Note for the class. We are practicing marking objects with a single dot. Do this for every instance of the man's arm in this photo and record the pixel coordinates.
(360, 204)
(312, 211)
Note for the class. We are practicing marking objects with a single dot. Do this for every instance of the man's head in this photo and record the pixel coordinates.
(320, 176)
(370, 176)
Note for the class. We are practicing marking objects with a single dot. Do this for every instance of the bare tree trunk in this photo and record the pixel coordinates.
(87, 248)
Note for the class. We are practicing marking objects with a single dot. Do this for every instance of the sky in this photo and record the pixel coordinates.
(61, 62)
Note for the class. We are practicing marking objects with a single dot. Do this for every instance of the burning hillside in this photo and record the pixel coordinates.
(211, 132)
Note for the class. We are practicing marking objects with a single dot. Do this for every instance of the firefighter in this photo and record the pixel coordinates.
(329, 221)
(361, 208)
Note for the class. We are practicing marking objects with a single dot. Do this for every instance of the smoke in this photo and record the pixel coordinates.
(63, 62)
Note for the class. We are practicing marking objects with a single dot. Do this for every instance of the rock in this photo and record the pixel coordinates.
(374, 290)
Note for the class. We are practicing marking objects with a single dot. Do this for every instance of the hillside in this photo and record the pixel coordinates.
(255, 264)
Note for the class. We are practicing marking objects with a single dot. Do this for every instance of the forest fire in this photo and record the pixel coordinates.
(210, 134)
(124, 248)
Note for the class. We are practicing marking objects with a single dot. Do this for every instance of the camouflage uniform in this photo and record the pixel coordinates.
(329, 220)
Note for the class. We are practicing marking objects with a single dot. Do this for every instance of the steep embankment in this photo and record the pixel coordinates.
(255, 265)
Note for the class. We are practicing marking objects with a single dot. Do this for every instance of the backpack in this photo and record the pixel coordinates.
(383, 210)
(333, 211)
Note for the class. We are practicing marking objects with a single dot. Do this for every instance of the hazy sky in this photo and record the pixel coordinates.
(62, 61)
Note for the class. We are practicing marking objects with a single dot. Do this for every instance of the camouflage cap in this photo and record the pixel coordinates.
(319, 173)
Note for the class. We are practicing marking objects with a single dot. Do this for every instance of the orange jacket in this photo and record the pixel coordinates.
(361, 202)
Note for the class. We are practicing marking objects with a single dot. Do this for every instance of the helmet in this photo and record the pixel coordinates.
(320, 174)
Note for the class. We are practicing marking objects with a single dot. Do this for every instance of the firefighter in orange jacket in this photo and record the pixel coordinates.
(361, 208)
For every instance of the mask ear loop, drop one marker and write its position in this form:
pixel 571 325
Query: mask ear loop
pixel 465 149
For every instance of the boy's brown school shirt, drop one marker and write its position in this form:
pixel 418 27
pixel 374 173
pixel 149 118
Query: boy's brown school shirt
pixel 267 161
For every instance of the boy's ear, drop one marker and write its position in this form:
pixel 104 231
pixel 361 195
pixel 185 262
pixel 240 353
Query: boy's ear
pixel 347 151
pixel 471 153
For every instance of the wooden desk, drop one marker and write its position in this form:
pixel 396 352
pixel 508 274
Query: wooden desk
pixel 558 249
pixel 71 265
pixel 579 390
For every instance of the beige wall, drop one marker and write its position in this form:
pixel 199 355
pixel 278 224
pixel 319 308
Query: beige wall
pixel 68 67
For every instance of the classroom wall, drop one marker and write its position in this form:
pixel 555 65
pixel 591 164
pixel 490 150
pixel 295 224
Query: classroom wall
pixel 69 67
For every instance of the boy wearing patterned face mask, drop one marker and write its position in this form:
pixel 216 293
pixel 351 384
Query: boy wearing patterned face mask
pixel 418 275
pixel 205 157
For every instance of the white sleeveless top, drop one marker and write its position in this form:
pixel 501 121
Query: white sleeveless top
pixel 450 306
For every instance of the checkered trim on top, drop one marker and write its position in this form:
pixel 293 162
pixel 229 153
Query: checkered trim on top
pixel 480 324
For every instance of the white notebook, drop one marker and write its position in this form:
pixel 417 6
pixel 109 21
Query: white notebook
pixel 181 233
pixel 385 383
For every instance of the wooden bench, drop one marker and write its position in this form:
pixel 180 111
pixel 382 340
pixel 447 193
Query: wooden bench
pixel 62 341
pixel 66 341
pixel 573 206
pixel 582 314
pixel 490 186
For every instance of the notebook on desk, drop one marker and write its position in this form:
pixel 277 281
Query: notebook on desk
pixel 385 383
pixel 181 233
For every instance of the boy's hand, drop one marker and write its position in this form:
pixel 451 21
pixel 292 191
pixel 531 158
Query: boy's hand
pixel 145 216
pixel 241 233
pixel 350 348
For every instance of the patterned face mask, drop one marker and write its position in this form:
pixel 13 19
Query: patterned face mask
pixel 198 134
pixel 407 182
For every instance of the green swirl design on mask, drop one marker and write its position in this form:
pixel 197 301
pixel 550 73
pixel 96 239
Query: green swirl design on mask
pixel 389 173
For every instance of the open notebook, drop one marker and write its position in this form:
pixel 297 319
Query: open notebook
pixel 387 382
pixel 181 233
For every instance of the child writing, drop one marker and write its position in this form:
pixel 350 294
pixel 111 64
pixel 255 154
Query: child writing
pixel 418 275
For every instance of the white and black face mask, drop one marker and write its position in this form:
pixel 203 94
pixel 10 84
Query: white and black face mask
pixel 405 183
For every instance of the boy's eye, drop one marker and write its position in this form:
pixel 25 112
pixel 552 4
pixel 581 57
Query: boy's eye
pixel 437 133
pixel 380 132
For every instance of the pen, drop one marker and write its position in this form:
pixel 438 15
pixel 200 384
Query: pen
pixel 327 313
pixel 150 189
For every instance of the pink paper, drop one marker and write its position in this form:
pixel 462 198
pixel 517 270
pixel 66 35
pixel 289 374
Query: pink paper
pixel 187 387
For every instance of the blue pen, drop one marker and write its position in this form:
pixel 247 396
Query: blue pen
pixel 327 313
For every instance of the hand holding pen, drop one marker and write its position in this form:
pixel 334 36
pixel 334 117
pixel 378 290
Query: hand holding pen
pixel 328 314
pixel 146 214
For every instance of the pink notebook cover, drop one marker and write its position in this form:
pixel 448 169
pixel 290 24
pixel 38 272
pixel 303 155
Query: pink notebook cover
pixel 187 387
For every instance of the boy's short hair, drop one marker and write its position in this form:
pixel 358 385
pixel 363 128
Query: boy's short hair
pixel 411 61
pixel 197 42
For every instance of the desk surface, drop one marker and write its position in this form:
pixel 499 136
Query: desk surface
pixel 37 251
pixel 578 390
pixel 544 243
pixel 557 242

════

Work order:
Transcribe the material exactly, so that no line is lost or altered.

Written reply:
Note for the class. We are practicing marking objects with a single dot. Do this for every instance of the man's arm in this photo and record the pixel coordinates.
(360, 204)
(312, 211)
Note for the class. We are practicing marking objects with a single dot. Do this for every instance of the man's head in this photo and record the pixel coordinates.
(320, 176)
(370, 176)
Note for the class. We are practicing marking objects with a single dot. Do this for every instance of the bare tree trunk in this photo and record the pixel coordinates.
(87, 248)
Note for the class. We are practicing marking objects with a single dot. Do this for every instance of the sky in this photo and record the pixel coordinates.
(61, 62)
Note for the class. We are practicing marking objects with a single dot. Do this for every instance of the burning hillside in this photo and record the pixel coordinates.
(211, 132)
Note for the class. We are practicing marking objects with a single dot. Do this for every instance of the firefighter in this photo and record the pixel coordinates.
(329, 221)
(361, 208)
Note for the class. We are practicing marking objects with a single dot. Do this for every instance of the smoke in this photo and record the pixel coordinates.
(63, 62)
Note for the class. We are practicing marking objects with a single dot. Do this for every instance of the rock in this photo and record the pixel coordinates.
(374, 290)
Note for the class. We are practicing marking objects with a single dot. Do this for every instance of the hillside in this photo and record the pixel coordinates.
(255, 264)
Note for the class. We are practicing marking objects with a single dot. Do this for every instance of the forest fire in this photo and record the pixel coordinates.
(210, 134)
(124, 248)
Note for the class. We are practicing marking objects with a single dot. Do this for every instance of the camouflage uniform in this photo and record the pixel coordinates.
(329, 220)
Note for the class. We are practicing marking objects with a single dot. Do this for every instance of the steep embankment in this photo and record the pixel coordinates.
(255, 265)
Note for the class. We are practicing marking objects with a single dot. Do this for every instance of the backpack in this photo and record the pixel coordinates.
(383, 210)
(333, 211)
Note for the class. We are practicing marking objects with a single dot. Do this for every instance of the hazy sky in this photo and record the pixel coordinates.
(62, 61)
Note for the class. We are practicing marking objects with a single dot. Do this for every instance of the camouflage cap in this photo and record the pixel coordinates.
(319, 173)
Note for the class. We are practicing marking objects with a single dot. Do this for every instance of the orange jacket in this photo and record the pixel coordinates.
(361, 202)
Note for the class. We are practicing marking objects with a single dot. Do this for every instance of the helmet in this photo and record the pixel coordinates.
(320, 174)
Note for the class. We are practicing marking objects with a single dot. Do this for every instance of the firefighter in orange jacket in this photo and record the pixel coordinates.
(361, 208)
For every instance of the mask ear loop, drop one marker and write its position in this form:
pixel 571 325
Query: mask ear loop
pixel 465 149
For every instance of the boy's brown school shirt, drop one marker and write its position in this form:
pixel 418 27
pixel 374 173
pixel 149 118
Query: boy's brown school shirt
pixel 267 161
For every instance of the boy's ear, drop one marker and write its position in this form:
pixel 104 231
pixel 361 195
pixel 185 262
pixel 240 353
Query: boy's ear
pixel 347 151
pixel 471 153
For every instance of the wooden desk, drop one marker and write its position in this form:
pixel 396 352
pixel 508 274
Query: wooden desk
pixel 558 249
pixel 71 265
pixel 579 390
For every instance of the beige wall, drop one marker and write its position in this form:
pixel 199 355
pixel 278 224
pixel 319 308
Query: beige wall
pixel 68 67
For every instance of the classroom wall, drop one marker and write its position in this form:
pixel 555 65
pixel 591 164
pixel 490 150
pixel 295 224
Query: classroom wall
pixel 69 67
For every instance of the boy wearing patterned face mask, drop one marker and write its position in this form:
pixel 216 293
pixel 351 384
Query: boy wearing patterned face mask
pixel 418 275
pixel 205 157
For every instance of the white sleeveless top, drop one marker and write its position in this form:
pixel 501 121
Query: white sleeveless top
pixel 450 306
For every instance of the checkered trim on top, drop one marker and write its position in this form:
pixel 293 162
pixel 229 153
Query: checkered trim on top
pixel 480 324
For every instance of the white notebook, drop one marker and write its position in this form:
pixel 417 6
pixel 109 21
Query: white notebook
pixel 181 233
pixel 385 383
For every instance of the wooden bench, drop one marker and write its position in this form:
pixel 180 111
pixel 382 340
pixel 447 193
Query: wooden bench
pixel 62 341
pixel 66 341
pixel 573 206
pixel 582 314
pixel 490 186
For every instance of the notebook on desk, drop one marker and write its position in this form:
pixel 277 281
Query: notebook on desk
pixel 385 383
pixel 181 233
For every instance of the boy's hand, drop one marker and write its position in this form:
pixel 451 21
pixel 292 191
pixel 531 158
Query: boy's hand
pixel 145 216
pixel 241 233
pixel 350 348
For every instance of the patterned face mask, drop one marker and write its position in this form:
pixel 13 19
Query: patterned face mask
pixel 198 134
pixel 407 182
For every instance of the green swirl design on mask, drop one marker and write its position in this form:
pixel 197 301
pixel 550 73
pixel 96 239
Query: green swirl design on mask
pixel 389 173
For every instance of the open notebook, drop one marker and write its position in this form:
pixel 297 319
Query: open notebook
pixel 387 382
pixel 181 233
For every instance of the child writing, drop one marker and write its position in this form:
pixel 350 294
pixel 111 64
pixel 255 154
Query: child writing
pixel 418 275
For every instance of the white and black face mask, drop one marker and write its position in this form:
pixel 203 94
pixel 10 84
Query: white and black face mask
pixel 405 183
For every instance of the boy's eye, drop one marker and write its position in this form:
pixel 25 112
pixel 552 4
pixel 581 57
Query: boy's eye
pixel 437 133
pixel 380 132
For every instance of the pen, drop one marker and write its position in this form:
pixel 438 15
pixel 200 384
Query: pen
pixel 327 313
pixel 150 189
For every instance of the pink paper, drop one marker and write its position in this form:
pixel 462 198
pixel 517 270
pixel 66 35
pixel 289 374
Query: pink paper
pixel 187 387
For every instance of the blue pen, drop one marker and write its position in this form:
pixel 247 396
Query: blue pen
pixel 327 313
For every instance of the hand holding pen, drop one marker and write its position in this form:
pixel 334 36
pixel 334 117
pixel 378 290
Query: hand holding pen
pixel 328 314
pixel 146 214
For every instance of the pink notebook cover, drop one marker and write its position in this form:
pixel 448 169
pixel 290 24
pixel 38 272
pixel 303 155
Query: pink notebook cover
pixel 187 387
For every instance of the boy's short hair, drop one marker and write its position in this form:
pixel 358 385
pixel 363 128
Query: boy's short hair
pixel 411 61
pixel 197 42
For every instance of the desk surface, drop one marker and write its position in this form:
pixel 499 136
Query: desk surface
pixel 37 251
pixel 578 390
pixel 544 243
pixel 557 242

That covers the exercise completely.